_YOUR OBJECTIVE_: How many lines of the records below contain the string "road", matching case exactly? Reply with the number alone.

....................

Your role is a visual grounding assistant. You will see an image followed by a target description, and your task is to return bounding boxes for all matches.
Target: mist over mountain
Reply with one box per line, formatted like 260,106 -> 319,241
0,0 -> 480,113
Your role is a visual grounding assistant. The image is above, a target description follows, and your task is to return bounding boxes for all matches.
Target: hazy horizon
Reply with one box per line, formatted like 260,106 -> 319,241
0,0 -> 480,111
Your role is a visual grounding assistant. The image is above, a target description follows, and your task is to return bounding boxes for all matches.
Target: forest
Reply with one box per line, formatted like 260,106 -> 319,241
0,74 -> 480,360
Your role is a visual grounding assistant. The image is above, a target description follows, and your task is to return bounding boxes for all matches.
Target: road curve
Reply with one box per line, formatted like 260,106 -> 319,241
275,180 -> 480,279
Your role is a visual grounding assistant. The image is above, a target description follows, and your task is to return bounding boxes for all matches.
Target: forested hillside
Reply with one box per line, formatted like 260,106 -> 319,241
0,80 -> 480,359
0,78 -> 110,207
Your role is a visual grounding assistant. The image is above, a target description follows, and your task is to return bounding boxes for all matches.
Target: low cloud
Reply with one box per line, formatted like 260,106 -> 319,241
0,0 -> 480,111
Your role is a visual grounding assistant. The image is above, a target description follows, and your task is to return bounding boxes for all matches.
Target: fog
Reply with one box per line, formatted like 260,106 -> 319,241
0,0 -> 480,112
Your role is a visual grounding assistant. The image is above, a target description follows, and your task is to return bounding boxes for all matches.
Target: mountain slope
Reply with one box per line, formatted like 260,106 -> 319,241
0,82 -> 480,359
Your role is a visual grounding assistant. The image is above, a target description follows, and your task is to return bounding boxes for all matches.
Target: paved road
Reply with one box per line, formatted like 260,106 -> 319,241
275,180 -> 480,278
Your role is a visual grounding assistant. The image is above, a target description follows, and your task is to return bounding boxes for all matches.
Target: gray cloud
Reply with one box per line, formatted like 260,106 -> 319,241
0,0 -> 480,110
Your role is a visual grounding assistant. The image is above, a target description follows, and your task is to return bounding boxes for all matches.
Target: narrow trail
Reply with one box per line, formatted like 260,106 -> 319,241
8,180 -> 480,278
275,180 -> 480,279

....................

_REPLY TO THE EXERCISE_: 2